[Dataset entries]
■ ■ ■ ■ ■ ■ ■

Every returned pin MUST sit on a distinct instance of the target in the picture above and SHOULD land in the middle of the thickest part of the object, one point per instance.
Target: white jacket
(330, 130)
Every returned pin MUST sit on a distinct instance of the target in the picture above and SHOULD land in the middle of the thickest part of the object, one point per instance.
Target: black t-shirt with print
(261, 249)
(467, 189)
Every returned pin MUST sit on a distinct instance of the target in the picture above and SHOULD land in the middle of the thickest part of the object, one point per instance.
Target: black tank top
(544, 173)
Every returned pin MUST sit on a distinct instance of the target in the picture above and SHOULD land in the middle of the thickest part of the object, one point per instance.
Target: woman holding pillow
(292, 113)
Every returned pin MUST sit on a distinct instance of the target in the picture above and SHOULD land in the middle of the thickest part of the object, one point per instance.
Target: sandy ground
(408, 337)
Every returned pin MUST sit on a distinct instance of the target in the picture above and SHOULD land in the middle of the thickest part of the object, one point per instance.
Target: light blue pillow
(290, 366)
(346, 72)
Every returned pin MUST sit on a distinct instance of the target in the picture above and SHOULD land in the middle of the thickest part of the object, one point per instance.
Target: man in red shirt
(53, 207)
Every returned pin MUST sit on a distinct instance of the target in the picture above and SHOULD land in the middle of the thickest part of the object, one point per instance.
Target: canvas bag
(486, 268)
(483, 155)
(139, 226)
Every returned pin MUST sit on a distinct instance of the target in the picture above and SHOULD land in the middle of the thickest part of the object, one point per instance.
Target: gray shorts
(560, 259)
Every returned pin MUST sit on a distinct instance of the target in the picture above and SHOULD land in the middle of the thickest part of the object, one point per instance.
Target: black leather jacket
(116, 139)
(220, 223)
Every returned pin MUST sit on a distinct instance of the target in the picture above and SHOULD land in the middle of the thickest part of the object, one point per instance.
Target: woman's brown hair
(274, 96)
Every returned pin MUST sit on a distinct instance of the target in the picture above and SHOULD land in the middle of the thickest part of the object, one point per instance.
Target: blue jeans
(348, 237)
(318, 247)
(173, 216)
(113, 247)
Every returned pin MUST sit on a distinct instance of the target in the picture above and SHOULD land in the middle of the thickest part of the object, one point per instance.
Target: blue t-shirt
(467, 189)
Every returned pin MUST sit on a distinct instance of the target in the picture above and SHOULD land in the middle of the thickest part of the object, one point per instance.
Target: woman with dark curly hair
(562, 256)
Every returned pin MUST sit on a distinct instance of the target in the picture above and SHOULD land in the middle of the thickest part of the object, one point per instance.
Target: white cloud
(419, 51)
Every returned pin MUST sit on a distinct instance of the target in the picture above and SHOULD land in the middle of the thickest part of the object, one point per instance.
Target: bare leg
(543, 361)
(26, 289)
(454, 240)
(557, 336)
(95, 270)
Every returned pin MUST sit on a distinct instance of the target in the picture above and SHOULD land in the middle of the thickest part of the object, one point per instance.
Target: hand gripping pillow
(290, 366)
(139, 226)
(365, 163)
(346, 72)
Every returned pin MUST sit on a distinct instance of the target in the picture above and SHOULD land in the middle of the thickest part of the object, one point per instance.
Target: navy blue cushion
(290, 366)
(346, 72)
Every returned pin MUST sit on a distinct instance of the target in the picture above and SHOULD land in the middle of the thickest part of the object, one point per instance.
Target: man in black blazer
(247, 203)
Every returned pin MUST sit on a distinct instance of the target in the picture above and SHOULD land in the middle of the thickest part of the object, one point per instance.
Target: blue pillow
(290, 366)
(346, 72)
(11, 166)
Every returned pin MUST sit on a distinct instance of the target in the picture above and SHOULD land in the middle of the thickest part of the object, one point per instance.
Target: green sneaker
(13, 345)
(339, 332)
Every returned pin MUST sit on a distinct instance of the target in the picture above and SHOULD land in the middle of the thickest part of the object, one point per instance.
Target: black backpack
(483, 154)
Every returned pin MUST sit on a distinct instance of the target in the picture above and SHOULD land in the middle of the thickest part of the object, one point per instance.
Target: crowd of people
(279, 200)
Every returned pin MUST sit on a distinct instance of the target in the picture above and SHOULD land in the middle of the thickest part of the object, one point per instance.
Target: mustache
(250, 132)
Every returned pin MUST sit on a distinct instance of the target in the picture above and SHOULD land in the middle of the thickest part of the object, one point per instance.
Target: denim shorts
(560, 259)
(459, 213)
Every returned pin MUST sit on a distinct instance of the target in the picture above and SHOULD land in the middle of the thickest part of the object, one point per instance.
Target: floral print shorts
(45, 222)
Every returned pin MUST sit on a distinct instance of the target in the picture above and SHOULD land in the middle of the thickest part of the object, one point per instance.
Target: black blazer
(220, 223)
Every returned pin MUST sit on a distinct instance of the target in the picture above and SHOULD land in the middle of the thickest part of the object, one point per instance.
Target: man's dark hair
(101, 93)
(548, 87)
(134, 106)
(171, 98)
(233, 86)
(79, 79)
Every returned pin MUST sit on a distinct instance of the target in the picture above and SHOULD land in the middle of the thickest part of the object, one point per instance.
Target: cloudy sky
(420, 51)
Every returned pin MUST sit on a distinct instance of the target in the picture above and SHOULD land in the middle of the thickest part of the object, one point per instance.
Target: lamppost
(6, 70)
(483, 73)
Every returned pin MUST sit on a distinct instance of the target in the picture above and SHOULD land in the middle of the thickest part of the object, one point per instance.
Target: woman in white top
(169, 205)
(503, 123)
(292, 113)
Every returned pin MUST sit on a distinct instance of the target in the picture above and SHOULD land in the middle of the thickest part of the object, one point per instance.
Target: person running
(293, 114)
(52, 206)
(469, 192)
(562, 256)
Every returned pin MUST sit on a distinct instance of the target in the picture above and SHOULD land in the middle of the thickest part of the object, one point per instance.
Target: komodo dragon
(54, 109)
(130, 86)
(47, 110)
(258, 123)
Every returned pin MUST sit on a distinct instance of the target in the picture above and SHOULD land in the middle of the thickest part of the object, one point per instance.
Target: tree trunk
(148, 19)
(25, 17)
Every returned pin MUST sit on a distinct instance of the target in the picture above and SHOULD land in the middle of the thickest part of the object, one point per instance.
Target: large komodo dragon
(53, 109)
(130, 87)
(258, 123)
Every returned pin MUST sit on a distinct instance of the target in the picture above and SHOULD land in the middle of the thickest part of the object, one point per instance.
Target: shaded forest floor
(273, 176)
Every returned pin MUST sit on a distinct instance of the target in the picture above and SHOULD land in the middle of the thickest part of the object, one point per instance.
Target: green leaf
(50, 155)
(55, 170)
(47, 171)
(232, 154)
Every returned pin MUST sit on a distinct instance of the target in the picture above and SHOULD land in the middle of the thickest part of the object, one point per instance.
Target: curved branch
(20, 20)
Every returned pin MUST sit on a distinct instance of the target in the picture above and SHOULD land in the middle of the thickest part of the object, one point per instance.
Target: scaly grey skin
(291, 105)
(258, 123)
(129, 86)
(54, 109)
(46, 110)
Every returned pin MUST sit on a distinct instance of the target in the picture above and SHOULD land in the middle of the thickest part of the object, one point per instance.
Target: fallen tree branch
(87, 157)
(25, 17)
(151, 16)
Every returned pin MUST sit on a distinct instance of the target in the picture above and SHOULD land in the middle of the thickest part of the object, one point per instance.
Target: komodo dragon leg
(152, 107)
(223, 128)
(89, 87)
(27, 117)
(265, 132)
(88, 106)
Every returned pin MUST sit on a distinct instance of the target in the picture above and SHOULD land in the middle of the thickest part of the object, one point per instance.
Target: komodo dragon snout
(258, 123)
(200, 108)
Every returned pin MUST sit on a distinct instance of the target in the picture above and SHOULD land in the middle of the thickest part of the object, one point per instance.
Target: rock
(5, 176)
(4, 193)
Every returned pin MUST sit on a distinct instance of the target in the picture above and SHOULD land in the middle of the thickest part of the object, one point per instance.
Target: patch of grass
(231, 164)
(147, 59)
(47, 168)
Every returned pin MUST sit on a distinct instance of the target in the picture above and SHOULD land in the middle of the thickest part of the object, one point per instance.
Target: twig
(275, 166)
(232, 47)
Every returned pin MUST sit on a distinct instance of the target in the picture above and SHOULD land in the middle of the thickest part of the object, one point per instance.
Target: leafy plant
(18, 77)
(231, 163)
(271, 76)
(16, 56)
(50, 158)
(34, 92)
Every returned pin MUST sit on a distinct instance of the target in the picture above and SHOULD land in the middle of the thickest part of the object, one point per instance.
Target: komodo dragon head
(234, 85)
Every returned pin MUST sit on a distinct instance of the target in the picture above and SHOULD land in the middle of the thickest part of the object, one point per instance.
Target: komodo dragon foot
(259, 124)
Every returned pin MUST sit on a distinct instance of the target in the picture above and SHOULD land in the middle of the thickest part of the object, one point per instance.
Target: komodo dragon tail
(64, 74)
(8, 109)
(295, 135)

■ ■ ■ ■ ■ ■ ■

**Task to complete:** What is wanted is the line containing "Target: komodo dragon foot" and every line after it through the last line of the entries, printed exactly.

**Finished task:**
Target: komodo dragon foot
(259, 124)
Every returned pin MUST sit on a distinct instance of the target in the picture above and SHOULD land in the middle of the thickest part of the object, one point per instance.
Target: komodo dragon tail
(64, 74)
(8, 109)
(295, 135)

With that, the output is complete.